BEGIN Dataset entries
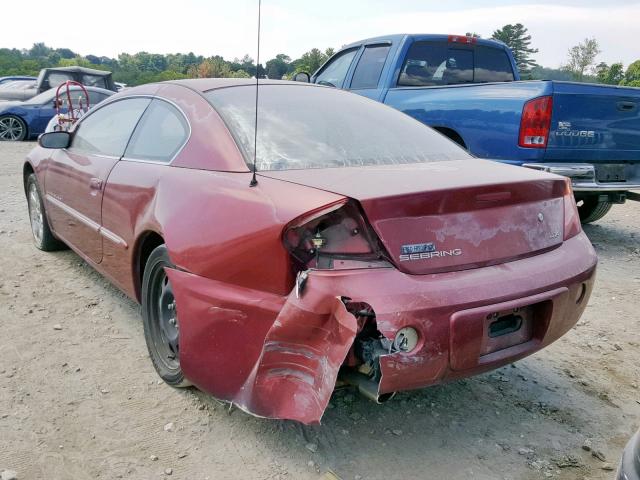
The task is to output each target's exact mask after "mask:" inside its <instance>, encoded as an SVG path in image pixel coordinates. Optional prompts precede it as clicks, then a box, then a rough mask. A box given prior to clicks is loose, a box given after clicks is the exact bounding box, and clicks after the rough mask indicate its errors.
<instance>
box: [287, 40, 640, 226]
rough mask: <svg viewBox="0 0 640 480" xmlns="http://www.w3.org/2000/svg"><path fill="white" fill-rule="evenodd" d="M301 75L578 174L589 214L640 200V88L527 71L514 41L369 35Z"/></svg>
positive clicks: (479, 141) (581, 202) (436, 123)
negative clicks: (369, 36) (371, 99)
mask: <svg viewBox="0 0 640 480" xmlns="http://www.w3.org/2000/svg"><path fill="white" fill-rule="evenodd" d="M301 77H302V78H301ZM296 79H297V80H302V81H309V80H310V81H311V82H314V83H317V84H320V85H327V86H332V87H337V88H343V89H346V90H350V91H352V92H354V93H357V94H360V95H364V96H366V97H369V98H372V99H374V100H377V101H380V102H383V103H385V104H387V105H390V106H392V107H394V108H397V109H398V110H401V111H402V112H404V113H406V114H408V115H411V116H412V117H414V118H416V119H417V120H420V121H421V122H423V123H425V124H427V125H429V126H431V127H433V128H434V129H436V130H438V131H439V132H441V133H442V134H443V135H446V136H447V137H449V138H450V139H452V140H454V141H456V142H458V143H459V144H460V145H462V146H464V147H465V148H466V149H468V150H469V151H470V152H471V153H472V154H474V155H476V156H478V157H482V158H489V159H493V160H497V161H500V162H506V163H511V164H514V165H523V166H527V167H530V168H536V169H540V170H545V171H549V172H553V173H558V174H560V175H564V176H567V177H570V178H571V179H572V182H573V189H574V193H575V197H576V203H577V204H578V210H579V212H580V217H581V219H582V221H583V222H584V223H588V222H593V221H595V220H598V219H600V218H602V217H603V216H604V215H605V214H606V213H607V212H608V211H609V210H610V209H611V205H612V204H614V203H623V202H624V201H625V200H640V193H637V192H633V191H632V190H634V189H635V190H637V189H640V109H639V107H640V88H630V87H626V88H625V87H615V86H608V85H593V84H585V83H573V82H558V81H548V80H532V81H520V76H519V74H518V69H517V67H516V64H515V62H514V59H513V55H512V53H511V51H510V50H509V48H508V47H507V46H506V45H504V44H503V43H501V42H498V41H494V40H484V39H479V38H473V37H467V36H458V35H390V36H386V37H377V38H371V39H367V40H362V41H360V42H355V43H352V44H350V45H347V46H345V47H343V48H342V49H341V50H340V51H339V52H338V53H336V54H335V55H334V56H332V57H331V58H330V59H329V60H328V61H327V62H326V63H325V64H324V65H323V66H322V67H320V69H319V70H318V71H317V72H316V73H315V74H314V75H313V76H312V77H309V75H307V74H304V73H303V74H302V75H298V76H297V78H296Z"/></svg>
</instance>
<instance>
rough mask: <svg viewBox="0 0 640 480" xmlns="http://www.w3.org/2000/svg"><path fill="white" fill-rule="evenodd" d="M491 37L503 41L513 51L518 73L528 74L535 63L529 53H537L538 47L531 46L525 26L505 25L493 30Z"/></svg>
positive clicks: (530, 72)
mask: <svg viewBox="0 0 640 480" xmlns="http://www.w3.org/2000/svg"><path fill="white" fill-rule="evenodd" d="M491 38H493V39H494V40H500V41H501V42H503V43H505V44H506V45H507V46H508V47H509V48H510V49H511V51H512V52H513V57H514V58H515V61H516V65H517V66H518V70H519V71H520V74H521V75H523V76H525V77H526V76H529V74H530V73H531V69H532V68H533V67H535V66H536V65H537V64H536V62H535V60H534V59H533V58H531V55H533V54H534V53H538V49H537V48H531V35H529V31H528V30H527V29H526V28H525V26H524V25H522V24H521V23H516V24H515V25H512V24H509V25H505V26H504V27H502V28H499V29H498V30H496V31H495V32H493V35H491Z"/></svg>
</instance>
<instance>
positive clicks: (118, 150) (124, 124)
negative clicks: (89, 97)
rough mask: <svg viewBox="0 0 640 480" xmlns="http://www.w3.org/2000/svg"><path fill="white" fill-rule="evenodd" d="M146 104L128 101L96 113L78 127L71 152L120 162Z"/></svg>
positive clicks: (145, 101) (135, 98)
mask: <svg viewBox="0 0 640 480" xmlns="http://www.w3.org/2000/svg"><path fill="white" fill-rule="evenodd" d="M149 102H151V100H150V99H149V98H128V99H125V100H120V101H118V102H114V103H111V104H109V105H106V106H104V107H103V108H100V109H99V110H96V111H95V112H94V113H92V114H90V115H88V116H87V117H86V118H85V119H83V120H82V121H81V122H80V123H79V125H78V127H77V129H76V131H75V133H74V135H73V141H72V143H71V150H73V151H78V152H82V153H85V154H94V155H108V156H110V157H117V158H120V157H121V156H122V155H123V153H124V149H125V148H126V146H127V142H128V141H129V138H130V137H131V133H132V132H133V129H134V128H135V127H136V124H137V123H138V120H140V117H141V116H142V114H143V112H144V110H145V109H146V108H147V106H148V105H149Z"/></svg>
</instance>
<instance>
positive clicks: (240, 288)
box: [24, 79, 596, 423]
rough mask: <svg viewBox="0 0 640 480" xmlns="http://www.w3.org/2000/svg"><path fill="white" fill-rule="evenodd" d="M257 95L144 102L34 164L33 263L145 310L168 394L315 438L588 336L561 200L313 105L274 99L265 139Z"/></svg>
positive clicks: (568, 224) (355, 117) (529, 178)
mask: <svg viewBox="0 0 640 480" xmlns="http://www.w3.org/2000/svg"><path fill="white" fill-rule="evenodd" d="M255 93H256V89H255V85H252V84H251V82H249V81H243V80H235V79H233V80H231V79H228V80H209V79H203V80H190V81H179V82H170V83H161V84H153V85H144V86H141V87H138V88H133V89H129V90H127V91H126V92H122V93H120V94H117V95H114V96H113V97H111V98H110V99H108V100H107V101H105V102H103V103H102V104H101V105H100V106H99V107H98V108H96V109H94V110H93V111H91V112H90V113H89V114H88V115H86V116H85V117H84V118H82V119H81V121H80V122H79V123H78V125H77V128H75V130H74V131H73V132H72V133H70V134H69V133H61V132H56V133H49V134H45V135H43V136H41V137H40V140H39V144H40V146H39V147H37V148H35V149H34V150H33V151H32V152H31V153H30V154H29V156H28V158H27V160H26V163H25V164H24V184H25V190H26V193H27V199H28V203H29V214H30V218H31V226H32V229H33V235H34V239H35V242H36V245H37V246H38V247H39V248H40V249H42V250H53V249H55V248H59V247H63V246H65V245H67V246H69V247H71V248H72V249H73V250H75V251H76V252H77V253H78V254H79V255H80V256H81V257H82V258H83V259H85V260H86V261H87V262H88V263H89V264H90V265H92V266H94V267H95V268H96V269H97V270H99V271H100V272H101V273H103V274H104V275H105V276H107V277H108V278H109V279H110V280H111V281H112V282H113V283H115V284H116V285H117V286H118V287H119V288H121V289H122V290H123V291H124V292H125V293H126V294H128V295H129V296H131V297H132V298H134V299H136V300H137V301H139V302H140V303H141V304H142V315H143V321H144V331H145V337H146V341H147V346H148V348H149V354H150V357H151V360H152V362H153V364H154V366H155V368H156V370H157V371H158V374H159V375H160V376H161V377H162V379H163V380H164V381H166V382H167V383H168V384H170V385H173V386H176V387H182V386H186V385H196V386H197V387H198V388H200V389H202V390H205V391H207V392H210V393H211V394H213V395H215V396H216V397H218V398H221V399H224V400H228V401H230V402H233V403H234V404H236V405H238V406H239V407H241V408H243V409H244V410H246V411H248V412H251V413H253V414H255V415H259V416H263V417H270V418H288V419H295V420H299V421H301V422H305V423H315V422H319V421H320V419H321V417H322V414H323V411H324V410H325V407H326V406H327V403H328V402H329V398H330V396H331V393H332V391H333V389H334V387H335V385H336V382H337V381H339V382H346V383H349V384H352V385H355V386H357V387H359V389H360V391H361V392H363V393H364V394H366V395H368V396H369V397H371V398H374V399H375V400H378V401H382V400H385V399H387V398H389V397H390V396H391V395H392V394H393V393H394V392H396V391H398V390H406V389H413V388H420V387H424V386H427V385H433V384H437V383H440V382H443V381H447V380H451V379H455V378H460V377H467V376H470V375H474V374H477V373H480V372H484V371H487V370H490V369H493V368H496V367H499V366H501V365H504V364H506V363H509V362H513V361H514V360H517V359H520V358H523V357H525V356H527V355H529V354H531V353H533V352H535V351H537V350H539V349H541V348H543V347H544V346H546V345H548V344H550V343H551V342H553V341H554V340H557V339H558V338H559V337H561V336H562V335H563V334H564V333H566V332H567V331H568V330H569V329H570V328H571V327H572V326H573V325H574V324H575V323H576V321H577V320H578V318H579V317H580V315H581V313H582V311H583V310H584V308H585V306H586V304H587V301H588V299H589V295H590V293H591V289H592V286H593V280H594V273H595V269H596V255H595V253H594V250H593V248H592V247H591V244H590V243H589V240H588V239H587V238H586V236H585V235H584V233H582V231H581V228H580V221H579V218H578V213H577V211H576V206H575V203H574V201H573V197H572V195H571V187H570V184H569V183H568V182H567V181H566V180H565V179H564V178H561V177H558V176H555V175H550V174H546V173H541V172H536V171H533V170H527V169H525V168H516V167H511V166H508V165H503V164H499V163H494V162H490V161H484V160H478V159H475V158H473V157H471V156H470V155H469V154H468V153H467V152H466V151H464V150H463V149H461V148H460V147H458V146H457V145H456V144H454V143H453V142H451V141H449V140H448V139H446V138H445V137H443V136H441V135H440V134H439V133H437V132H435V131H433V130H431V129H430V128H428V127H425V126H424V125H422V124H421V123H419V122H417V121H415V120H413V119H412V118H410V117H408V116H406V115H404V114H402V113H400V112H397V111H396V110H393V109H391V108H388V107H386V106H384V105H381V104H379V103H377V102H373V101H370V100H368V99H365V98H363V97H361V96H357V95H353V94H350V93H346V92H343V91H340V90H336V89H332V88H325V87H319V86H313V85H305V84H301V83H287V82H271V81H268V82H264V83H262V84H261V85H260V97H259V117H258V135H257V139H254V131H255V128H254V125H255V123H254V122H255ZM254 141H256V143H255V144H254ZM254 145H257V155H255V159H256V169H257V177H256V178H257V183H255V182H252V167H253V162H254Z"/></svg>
END Dataset entries
- [Problem to solve]:
Your answer is a single number: how many lines in the listing above hold "rough"?

- [Response box]:
5